Selected passage:
┄┄┄┄┄┄┄┄┄┄

Programming Interfaces Guide

System V Semaphores

Semaphores enable processes to query or alter status information. They are often used to monitor and control the availability of system resources such as shared memory segments. Semaphores can be operated on as individual units or as elements in a set.

Because System V IPC semaphores can be in a large array, they are extremely heavy weight. Much lighter-weight semaphores are available in the threads library (see the semaphore(3THR) man page). Also, POSIX semaphores are the most current implementation of System V semaphores (see POSIX Semaphores). Threads library semaphores must be used with mapped memory (see Memory Management Interfaces).

A semaphore set consists of a control structure and an array of individual semaphores. A set of semaphores can contain up to 25 elements. The semaphore set must be initialized using semget(2). The semaphore creator can change its ownership or permissions using semctl(2). Any process with permission can use semctl(2) to do control operations.

Semaphore operations are performed by semop(2). This interface takes a pointer to an array of semaphore operation structures. Each structure in the array contains data about an operation to perform on a semaphore. Any process with read permission can test whether a semaphore has a zero value. Operations to increment or decrement a semaphore require write permission.

When an operation fails, none of the semaphores are altered. The process blocks unless the IPC_NOWAIT flag is set, and remains blocked until:

Only one process at a time can update a semaphore. Simultaneous requests by different processes are performed in an arbitrary order. When an array of operations is given by a semop(2) call, no updates are done until all operations on the array can finish successfully.

If a process with exclusive use of a semaphore terminates abnormally and fails to undo the operation or free the semaphore, the semaphore stays locked in memory in the state the process left it. To prevent this occurrence, the SEM_UNDO control flag makes semop(2) allocate an undo structure for each semaphore operation, which contains the operation that returns the semaphore to its previous state. If the process dies, the system applies the operations in the undo structures. This prevents an aborted process from leaving a semaphore set in an inconsistent state.

If processes share access to a resource controlled by a semaphore, operations on the semaphore should not be made with SEM_UNDO in effect. If the process that currently has control of the resource terminates abnormally, the resource is presumed to be inconsistent. Another process must be able to recognize this to restore the resource to a consistent state.

┄┄┄┄┄┄┄┄┄┄

Material:
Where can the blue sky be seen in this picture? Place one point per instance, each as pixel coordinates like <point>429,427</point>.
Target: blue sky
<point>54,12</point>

┄┄┄┄┄┄┄┄┄┄

Problem description:
Please answer these questions using the System V semaphores text:
1. Up to how many elements can a semaphore set contain?
2. What permission is required for operations that increment or decrement a semaphore?
3. Which control flag makes semop(2) allocate an undo structure for each semaphore operation?

Problem solution:
1. Up to 25 elements.
2. Write permission.
3. SEM_UNDO.